(Records from a data source)
┄┄┄┄┄┄┄┄┄┄┄┄┄┄┄┄┄┄┄┄
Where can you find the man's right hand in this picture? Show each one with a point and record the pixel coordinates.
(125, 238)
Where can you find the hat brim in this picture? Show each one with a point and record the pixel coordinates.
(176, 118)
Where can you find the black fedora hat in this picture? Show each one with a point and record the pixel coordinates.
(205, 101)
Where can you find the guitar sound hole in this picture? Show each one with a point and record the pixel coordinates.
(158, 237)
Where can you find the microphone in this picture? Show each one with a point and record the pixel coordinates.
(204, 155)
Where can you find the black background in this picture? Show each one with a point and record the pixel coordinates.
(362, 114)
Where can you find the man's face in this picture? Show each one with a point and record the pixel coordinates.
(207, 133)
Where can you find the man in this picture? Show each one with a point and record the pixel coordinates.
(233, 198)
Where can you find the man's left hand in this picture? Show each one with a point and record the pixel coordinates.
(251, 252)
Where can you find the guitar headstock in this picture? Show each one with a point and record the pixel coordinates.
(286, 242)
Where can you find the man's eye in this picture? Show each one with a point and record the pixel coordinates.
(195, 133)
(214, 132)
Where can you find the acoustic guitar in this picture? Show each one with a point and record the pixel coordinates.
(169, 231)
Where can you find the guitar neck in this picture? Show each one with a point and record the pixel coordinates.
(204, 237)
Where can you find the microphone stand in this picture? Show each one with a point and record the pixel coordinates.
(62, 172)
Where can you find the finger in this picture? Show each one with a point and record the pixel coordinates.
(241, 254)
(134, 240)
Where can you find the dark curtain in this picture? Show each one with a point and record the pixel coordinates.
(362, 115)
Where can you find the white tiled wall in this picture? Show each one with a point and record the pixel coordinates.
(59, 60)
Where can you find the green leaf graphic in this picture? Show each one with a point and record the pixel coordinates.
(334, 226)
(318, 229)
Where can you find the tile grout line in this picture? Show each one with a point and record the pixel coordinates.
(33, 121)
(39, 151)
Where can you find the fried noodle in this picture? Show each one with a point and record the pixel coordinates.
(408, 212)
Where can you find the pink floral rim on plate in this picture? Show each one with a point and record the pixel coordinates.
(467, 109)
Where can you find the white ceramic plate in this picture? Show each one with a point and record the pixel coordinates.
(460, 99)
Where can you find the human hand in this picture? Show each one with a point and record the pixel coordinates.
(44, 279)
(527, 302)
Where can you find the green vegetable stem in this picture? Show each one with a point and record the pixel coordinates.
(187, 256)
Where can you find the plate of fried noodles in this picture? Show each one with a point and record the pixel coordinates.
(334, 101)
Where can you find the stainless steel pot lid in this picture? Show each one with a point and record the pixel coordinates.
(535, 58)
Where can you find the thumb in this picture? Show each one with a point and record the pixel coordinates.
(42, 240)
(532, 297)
┄┄┄┄┄┄┄┄┄┄┄┄┄┄┄┄┄┄┄┄
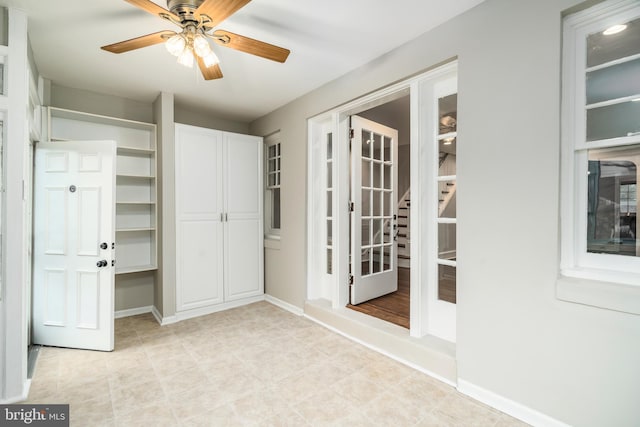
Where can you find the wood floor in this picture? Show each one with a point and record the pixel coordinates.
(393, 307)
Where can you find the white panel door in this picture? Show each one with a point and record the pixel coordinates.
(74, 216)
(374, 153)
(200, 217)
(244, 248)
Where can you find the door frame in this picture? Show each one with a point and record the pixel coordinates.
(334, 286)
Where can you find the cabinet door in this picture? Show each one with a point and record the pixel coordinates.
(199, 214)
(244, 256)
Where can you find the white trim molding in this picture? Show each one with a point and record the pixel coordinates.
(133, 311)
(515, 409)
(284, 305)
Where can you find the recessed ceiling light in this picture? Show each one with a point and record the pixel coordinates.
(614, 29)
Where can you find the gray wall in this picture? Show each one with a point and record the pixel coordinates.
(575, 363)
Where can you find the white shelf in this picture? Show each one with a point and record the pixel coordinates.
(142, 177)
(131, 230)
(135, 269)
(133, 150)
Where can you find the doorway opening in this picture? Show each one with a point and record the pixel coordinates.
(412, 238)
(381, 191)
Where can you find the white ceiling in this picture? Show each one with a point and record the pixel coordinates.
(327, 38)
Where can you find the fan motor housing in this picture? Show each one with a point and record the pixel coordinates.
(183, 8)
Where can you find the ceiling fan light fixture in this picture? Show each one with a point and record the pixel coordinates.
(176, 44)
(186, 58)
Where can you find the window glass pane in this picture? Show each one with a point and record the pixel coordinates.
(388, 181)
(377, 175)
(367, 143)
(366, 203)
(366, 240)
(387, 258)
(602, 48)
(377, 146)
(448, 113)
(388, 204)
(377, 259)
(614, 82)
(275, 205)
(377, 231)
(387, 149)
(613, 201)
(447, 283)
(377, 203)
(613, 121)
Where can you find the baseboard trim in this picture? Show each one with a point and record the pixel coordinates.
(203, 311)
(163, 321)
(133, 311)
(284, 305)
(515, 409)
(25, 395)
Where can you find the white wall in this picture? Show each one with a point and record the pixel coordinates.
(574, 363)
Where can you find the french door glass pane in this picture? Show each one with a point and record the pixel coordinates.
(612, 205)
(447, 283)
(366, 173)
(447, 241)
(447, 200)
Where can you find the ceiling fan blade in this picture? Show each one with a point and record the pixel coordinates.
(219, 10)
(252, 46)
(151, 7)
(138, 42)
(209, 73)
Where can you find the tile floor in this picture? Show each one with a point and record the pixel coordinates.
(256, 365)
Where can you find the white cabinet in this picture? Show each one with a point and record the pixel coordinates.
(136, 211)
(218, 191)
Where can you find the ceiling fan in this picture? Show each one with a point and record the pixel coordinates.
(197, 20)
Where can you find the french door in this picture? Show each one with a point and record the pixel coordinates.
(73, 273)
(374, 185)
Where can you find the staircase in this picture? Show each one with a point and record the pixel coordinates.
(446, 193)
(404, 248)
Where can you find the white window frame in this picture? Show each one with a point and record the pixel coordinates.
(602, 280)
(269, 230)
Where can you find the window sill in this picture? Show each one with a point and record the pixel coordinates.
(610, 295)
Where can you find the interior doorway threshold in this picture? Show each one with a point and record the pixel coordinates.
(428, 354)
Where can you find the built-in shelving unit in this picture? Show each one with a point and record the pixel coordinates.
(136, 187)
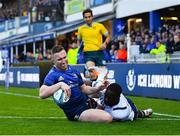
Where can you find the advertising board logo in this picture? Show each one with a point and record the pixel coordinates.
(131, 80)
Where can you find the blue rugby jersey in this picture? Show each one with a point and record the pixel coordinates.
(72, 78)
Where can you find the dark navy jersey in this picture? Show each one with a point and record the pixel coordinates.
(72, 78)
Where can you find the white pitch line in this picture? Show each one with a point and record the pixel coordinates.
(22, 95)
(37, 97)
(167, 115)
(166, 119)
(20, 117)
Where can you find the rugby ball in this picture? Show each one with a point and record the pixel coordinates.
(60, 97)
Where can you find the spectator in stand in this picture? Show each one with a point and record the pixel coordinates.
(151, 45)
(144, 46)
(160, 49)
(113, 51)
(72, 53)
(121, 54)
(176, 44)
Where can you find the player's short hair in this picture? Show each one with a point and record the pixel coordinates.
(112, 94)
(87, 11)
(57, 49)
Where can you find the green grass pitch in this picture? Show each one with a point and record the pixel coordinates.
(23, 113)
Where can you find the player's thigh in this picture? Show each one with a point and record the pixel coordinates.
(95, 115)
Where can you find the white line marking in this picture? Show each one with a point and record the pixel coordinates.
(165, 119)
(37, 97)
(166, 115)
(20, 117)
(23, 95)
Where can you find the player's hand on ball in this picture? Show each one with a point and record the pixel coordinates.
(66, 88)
┄┄┄┄┄┄┄┄┄┄┄┄┄┄┄┄┄┄┄┄
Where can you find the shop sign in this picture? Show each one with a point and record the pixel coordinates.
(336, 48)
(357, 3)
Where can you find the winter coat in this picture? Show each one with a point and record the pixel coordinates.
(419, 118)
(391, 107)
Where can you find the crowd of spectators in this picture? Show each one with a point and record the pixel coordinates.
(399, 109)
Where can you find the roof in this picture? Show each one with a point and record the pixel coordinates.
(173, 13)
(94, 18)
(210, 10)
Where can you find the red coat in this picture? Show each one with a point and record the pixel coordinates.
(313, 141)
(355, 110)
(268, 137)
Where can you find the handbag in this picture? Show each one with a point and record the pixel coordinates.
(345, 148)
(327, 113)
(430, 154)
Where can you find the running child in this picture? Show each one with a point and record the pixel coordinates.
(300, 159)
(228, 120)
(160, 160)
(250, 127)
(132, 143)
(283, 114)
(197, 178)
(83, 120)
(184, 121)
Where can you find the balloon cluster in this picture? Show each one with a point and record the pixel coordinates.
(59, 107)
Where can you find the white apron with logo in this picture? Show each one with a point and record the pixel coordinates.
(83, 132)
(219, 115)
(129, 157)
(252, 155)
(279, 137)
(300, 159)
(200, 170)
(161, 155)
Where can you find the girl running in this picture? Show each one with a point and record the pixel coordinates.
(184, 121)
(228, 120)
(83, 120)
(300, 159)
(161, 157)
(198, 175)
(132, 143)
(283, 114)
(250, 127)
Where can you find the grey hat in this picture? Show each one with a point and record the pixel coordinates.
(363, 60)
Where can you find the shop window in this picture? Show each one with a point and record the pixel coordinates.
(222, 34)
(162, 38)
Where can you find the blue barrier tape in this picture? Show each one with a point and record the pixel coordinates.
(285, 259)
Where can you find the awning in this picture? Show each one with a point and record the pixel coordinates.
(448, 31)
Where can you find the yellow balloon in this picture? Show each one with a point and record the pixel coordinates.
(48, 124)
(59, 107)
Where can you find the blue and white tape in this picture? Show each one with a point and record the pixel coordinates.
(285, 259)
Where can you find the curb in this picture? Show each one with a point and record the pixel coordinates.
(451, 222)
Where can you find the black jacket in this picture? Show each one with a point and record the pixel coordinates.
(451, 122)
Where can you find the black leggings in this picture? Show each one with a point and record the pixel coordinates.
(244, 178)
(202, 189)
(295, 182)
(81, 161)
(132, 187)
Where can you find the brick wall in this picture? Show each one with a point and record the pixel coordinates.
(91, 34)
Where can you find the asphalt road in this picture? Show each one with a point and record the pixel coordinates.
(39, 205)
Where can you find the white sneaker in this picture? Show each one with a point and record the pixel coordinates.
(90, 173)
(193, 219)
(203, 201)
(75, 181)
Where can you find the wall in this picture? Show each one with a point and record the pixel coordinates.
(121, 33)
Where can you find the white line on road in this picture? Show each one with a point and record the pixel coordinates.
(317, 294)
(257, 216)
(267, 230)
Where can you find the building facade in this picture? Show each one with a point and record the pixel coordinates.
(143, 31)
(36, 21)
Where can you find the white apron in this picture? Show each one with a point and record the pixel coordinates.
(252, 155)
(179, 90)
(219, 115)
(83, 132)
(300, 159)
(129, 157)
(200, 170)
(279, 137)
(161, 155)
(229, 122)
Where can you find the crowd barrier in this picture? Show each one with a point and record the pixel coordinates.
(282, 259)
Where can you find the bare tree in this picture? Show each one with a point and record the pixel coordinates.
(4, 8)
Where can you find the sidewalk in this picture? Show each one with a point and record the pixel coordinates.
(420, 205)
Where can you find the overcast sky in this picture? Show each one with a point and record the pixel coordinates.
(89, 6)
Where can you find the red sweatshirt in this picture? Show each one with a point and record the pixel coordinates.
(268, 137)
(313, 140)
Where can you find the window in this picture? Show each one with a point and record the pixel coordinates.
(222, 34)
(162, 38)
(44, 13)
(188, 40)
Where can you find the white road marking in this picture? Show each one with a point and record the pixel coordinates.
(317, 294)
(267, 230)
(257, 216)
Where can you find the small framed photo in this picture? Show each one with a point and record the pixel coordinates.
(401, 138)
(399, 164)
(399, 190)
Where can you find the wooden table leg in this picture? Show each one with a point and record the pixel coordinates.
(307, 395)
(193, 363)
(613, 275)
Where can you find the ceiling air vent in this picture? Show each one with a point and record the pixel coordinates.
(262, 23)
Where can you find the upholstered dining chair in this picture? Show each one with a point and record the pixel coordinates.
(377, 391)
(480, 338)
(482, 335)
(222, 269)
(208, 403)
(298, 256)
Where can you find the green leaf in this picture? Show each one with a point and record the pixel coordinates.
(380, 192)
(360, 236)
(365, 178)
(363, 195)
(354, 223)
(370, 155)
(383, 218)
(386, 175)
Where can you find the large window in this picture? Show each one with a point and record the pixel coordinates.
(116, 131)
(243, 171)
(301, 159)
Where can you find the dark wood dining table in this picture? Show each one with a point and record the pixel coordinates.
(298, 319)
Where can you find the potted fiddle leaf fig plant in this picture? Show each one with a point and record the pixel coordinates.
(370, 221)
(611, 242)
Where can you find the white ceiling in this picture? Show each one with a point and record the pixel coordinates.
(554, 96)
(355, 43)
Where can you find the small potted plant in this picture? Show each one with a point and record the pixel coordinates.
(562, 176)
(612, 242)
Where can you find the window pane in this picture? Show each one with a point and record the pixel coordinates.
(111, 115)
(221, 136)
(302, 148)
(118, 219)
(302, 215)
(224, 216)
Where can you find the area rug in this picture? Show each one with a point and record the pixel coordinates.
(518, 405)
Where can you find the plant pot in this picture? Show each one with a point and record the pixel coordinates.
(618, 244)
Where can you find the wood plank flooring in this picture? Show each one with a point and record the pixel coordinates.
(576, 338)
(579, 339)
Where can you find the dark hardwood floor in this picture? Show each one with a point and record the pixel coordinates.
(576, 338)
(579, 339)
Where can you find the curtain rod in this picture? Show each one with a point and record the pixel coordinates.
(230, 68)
┄┄┄┄┄┄┄┄┄┄┄┄┄┄┄┄┄┄┄┄
▸ **GIVEN INSTRUCTION**
Count the lines in the records that contain the word "apron" and give only that number.

▸ **REPLY TO THE TASK**
2